Отрывок текста:
Фонд Михаила Прохорова поддерживает практически все независимые театры из тех, что успели заявить о себе. Вы понимали, что культурная жизнь будет развиваться в ту сторону, о которой мы с вами говорили, — или просто заметили дефицит их поддержки со стороны государства и решили его восполнить?

Фонд был создан в 2004 году, и с самого начала задачи его были сформулированы как поддержка локальных сообществ и культурных инициатив в регионах. Сейчас только ленивый этим не занимается, но в то время подобная стратегия казалась весьма странной, она шла вразрез с москвоцентричным трендом культурной жизни. Многие нам с братом тогда говорили: ребят, ну вы оригиналы. А ведь в регионах тогда ситуация была крайне плачевной, творческие люди поголовно бежали в столицу, тем самым еще более обедняя и без того оскудевшую культурную жизнь.

Фонд был нацелен на развитие местных культурных инициатив, чтобы талантливые люди могли реализоваться в своем крае. Постепенно в процессе деятельности фонда сложилось несколько приоритетных направлений благотворительной программы. Это прежде всего большой блок мероприятий «Книжный мир», направленных на поддержку чтения: книжная ярмарка в Красноярске, библиотечный грантовый конкурс, литературная премия «НОС» и другие. Во-вторых, поддержка современного искусства и в первую очередь — театра. Мы являемся многолетними партнерами ведущих театральных фестивалей: «Золотая маска», «Территория», «Новый европейский театр», «Ново-Сибирский транзит» и так далее, а также сами проводим фестиваль «Театральный синдром». Наш грантовый конкурс «Новый театр» позволяет региональным театрам создавать экспериментальные спектакли, не боясь коммерческих убытков. Третье направление — это образование и просвещение. Иными словами, мы ведем системную работу по развитию инфраструктуры культурной жизни.

А не альтернативу государству и его поддержке культуры?

Задание: Какой театральный фестиваль, судя по интервью о Фонде Михаила Прохорова, фонд проводит сам?

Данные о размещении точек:
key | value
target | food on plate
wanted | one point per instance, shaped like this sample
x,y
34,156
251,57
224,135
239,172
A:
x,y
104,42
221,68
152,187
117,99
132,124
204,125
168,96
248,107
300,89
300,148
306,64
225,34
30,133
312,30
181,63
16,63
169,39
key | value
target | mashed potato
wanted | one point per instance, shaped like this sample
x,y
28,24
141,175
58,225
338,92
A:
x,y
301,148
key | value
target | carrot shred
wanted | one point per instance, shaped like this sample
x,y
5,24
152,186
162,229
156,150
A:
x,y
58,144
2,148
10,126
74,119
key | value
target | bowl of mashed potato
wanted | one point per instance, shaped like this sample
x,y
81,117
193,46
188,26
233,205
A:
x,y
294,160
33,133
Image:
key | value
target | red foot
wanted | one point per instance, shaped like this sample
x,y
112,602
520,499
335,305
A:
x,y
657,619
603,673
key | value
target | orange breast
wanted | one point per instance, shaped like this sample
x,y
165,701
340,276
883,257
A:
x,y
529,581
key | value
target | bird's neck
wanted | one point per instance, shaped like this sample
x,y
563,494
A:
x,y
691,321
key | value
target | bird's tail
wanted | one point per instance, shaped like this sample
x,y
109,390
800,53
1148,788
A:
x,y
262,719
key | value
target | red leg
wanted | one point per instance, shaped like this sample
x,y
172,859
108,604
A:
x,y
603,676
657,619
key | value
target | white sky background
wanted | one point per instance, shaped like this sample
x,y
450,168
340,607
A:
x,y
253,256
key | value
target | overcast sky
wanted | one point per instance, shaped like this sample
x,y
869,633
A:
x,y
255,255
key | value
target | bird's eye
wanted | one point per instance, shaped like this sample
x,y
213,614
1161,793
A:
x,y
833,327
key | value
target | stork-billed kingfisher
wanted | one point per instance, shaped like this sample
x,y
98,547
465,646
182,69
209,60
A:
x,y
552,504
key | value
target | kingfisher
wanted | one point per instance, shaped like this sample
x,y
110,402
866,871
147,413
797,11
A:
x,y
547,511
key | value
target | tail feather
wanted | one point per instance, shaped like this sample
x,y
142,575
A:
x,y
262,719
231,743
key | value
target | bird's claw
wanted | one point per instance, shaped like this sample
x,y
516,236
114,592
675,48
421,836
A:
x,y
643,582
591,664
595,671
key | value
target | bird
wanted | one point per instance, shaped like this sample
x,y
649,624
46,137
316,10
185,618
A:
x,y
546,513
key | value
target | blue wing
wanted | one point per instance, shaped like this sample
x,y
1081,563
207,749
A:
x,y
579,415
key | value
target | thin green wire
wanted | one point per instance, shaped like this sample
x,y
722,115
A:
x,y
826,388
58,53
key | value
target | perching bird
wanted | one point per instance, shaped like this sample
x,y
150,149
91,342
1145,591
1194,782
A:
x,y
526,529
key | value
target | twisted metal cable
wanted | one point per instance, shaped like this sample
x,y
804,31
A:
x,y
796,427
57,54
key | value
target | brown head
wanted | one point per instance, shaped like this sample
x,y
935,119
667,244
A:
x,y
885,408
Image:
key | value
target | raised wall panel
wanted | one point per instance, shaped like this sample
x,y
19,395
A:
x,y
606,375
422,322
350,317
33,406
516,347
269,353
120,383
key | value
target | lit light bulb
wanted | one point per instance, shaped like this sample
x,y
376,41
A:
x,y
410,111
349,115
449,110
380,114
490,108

Полный ответ: Фестиваль «Театральный синдром».